* **Written problem**
Can you rewrite every line of the material, from its start through the line containing "[(44, 184), (293, 149)]", while shifting each coordinate in the recorded points by -147 and leaving all other numbers unchanged?

## begin

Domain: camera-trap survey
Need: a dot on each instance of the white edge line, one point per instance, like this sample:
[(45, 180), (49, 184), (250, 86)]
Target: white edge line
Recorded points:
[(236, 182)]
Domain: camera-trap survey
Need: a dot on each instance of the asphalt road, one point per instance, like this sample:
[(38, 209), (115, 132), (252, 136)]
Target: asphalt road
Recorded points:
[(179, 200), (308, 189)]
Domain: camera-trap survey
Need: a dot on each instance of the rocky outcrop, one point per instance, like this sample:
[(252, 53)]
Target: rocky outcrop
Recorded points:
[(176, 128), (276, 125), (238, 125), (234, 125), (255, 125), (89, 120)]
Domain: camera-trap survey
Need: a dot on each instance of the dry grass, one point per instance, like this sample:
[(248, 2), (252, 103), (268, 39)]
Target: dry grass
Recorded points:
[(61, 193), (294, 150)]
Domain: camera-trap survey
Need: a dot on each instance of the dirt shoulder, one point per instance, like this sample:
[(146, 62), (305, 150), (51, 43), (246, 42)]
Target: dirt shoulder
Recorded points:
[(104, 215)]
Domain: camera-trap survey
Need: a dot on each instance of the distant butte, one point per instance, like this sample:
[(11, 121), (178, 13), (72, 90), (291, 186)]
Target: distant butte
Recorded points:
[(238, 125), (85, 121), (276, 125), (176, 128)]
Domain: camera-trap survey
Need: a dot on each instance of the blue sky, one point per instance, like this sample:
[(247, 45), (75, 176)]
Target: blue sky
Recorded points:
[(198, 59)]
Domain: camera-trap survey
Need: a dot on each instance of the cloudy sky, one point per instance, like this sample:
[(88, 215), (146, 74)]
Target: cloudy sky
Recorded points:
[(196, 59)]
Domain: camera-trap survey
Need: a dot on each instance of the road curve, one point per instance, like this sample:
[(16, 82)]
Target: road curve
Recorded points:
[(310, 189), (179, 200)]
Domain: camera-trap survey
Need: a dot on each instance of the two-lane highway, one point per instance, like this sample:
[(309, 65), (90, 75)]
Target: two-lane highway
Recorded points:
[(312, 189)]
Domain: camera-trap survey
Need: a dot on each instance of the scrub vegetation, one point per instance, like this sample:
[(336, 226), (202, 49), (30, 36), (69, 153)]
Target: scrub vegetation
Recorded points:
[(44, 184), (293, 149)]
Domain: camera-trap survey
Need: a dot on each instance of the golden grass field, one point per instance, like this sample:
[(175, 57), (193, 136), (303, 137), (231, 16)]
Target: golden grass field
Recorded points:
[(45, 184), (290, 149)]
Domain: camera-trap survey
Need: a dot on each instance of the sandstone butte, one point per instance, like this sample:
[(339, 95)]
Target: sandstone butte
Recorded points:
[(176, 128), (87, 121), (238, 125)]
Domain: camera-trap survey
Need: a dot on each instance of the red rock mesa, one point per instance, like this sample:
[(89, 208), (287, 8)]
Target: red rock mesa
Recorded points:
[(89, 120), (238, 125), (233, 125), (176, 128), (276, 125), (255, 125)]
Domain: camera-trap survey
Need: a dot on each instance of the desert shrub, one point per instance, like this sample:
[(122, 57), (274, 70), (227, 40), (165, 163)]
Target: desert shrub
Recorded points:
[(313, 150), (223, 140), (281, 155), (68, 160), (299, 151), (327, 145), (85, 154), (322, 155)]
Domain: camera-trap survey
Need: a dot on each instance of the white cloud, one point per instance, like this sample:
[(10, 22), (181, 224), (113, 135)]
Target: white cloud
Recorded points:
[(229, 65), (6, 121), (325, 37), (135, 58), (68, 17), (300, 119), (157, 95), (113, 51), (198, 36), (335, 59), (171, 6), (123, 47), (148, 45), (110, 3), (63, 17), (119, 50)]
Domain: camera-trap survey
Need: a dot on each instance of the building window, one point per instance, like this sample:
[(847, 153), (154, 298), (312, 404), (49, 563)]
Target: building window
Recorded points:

## end

* **Exercise output**
Domain: camera-trap survey
Need: a dot on each instance of the white edge line, one point per instance, like this sample:
[(45, 180), (49, 184), (250, 86)]
Target: white edge line
Recorded points:
[(89, 35)]
Domain: camera-trap survey
Need: a dot on each instance of the asphalt road, one point per instance, like this sample:
[(38, 209), (115, 132), (252, 136)]
Target: asphalt road
Recorded points:
[(32, 53), (161, 42)]
Domain: camera-trap survey
Need: a dot on each instance of the rocky outcrop, one point per instance, like this sample:
[(252, 53)]
Target: rocky outcrop
Recorded points:
[(29, -19), (129, -22), (91, -22), (87, -22), (108, -22), (-58, -27)]
Domain: camera-trap survey
Need: a dot on each instance of the dry grass, one point per instance, like this sample:
[(248, 2), (252, 103), (268, 39)]
Target: dry grass
Recorded points:
[(-86, 46), (147, 3)]
Domain: camera-trap survey
Need: a dot on each instance of the dirt shoulder, one point per instance, like this sample:
[(146, 62), (305, 150), (51, 43), (246, 42)]
Target: dirt shoulder
Recorded points:
[(-43, 68)]
Domain: camera-trap survey
Need: a dot on each instance of the distant butte, one point per instance, like this sample:
[(11, 121), (178, 13), (72, 90), (291, 186)]
Target: distant butte
Recorded points:
[(91, -22), (-62, -26), (129, -22), (29, -19)]
Domain: camera-trap survey
Need: a dot on each instance of the blue sky, one point per instance, like this sample:
[(247, 45), (75, 176)]
Target: blue sky
Recorded points:
[(51, -88)]
Domain: camera-trap survey
Need: a dot on each instance of the cloudy sky, one point per instance, like this sample:
[(88, 215), (146, 74)]
Target: cloudy sky
Recorded points:
[(49, -88)]
Domain: camera-trap survey
Need: a dot on each instance of the road curve, one point per instance, like this sample:
[(16, 82)]
Target: road curve
Recorded points:
[(163, 42), (32, 53)]
Domain: camera-trap survey
Need: a dot on each instance of the two-lane highway, one point per instance, like this sample:
[(309, 65), (90, 75)]
Target: two-lane highway
Recorded points:
[(165, 42)]
Domain: camera-trap survey
Need: a dot on each instance of the scrub vegetation, one point per instance, like this sample:
[(336, 226), (202, 49), (30, 36), (69, 153)]
Target: scrub vegetation
Recorded points:
[(-103, 37), (146, 2)]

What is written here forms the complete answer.